What is required: Copy the material below word for word, all of it, but leave out the pictures.
* START Provided records *
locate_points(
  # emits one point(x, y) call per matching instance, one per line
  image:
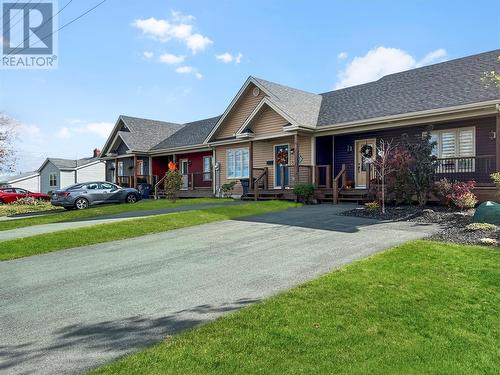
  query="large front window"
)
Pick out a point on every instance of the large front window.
point(52, 180)
point(238, 163)
point(207, 168)
point(456, 149)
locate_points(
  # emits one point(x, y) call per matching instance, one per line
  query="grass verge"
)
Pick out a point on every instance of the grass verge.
point(66, 239)
point(423, 308)
point(102, 210)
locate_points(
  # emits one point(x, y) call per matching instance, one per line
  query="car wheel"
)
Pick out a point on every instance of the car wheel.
point(131, 198)
point(81, 204)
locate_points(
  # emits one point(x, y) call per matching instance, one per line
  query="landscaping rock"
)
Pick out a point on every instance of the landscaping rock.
point(488, 212)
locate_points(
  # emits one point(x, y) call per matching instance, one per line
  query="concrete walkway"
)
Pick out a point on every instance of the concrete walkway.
point(66, 312)
point(80, 223)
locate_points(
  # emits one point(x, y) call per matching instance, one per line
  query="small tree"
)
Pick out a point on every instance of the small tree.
point(173, 182)
point(423, 164)
point(7, 151)
point(382, 165)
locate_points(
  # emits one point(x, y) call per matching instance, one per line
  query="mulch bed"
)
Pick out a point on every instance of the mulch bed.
point(452, 222)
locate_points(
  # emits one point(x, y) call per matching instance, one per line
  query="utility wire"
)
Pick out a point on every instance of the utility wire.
point(64, 26)
point(50, 19)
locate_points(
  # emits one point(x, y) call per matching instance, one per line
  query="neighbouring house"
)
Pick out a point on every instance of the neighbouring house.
point(272, 137)
point(29, 181)
point(56, 173)
point(126, 152)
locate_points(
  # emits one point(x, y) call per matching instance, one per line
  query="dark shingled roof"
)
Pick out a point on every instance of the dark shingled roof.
point(446, 84)
point(145, 133)
point(71, 163)
point(192, 133)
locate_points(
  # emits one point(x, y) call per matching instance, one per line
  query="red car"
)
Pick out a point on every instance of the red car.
point(9, 195)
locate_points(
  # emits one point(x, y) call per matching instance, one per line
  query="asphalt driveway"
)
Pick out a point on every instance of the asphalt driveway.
point(34, 230)
point(68, 311)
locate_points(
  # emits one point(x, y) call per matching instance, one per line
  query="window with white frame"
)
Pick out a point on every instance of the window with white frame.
point(53, 180)
point(456, 149)
point(238, 163)
point(120, 169)
point(207, 168)
point(140, 167)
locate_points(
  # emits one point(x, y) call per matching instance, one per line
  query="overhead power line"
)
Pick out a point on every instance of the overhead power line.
point(46, 22)
point(65, 25)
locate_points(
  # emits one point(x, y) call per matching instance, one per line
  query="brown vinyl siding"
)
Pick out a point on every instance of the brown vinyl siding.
point(239, 113)
point(267, 122)
point(220, 154)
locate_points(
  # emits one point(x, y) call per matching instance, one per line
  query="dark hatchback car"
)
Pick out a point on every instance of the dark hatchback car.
point(82, 196)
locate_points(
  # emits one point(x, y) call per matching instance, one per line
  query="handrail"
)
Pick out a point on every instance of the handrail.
point(257, 180)
point(341, 174)
point(158, 184)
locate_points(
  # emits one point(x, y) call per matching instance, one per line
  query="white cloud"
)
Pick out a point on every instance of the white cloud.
point(64, 133)
point(342, 55)
point(169, 58)
point(197, 42)
point(228, 57)
point(382, 61)
point(181, 17)
point(101, 129)
point(433, 57)
point(179, 28)
point(189, 70)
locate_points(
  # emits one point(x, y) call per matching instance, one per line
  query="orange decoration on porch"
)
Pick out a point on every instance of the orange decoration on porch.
point(172, 167)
* END Provided records *
Worked solution:
locate_points(
  # emits one point(x, y) call per matching instance, one per line
  image:
  query="large front window"
)
Pick out a point on every instance of the large front window.
point(52, 180)
point(238, 163)
point(207, 168)
point(456, 149)
locate_points(
  # emits one point(x, y) call per matching instance, one per line
  query="grass verge"
)
Pick out a point on every instance of the grass verge.
point(66, 239)
point(423, 308)
point(102, 210)
locate_points(
  # emits one point(x, y) call per matching instance, one per line
  query="car wheel"
)
Pick out a point on every instance of the car wheel.
point(131, 198)
point(81, 204)
locate_points(
  # emits one point(x, y) call per matching instance, one per line
  query="landscaping rock"
)
Pick out a point on every instance of the landscaping rock.
point(488, 212)
locate_points(
  # emits one point(x, y) call per matching instance, one per line
  query="concrete walkway"
)
Pick out a point on every instance of the concrete walkway.
point(66, 312)
point(80, 223)
locate_points(
  # emits one point(x, y) call per matching instance, one per line
  query="small tree"
)
Pick out a point on every instance of the small tree.
point(173, 182)
point(423, 164)
point(7, 151)
point(382, 165)
locate_points(
  # emits one point(x, y) call per matching instance, one per line
  query="mulch bed"
)
Pick out a point on every instance of the mulch bed.
point(452, 222)
locate_points(
  # emits one point(x, y) call per matching instance, one per line
  query="utility wire"
)
Pick out a point on every instance of the utility wire.
point(64, 26)
point(50, 19)
locate_points(
  # emits one point(x, y) call per matching instance, one per line
  query="neighbouring house"
)
Pick out a point on every instance of the neighbouring house.
point(272, 137)
point(29, 181)
point(56, 173)
point(126, 152)
locate_points(
  # emits one point(x, y) call per matching instance, one per line
  query="dark shingled roof"
)
Pick out a point on every instance of the dark shingled roof.
point(446, 84)
point(145, 133)
point(71, 163)
point(192, 133)
locate_points(
  # emits one point(x, y) call per matching instance, one per line
  query="red car"
)
Pick out a point on every instance of the red car.
point(9, 195)
locate_points(
  # emits one point(x, y) call per matching instance, one per line
  query="asphalt driveway"
)
Pick out a point on every instance of the asphalt driveway.
point(34, 230)
point(68, 311)
locate_points(
  # emits one point(x, y) call per matching instance, one per line
  query="window with white frame"
)
Pick out a point on every instance of the window with white frame.
point(53, 180)
point(456, 149)
point(238, 163)
point(120, 169)
point(207, 168)
point(140, 167)
locate_points(
  # emits one point(x, y) call per matching instance, one per line
  query="overhead power line"
)
Pick out a point on every instance of the overhead power line.
point(46, 22)
point(65, 25)
locate_points(
  # emits one point(x, y) call per matching instance, one per line
  query="brown vinyl siding"
)
Pick out a point on every instance of the brown vinyl siding.
point(239, 113)
point(267, 122)
point(220, 154)
locate_points(
  # emits one point(x, y) call per matching instance, one per line
  query="dark hatchback car"
)
Pick out a point on every instance of the dark hatchback car.
point(82, 196)
locate_points(
  # emits one point(x, y) call per matching instance, one per line
  query="handrail"
)
Pick out a point on every instance of the handrail.
point(257, 180)
point(341, 174)
point(158, 184)
locate_points(
  # emits one point(x, y) call per matching instance, one per line
  query="white cloud"
)
Pick out a point on every instance of the white cloud.
point(64, 133)
point(342, 55)
point(169, 58)
point(197, 42)
point(228, 57)
point(382, 61)
point(181, 17)
point(101, 129)
point(433, 57)
point(179, 28)
point(189, 70)
locate_points(
  # emits one point(x, y) call per matching instance, one per line
  query="orange decoration on porch"
)
Pick out a point on every instance of the orange decoration on porch.
point(172, 167)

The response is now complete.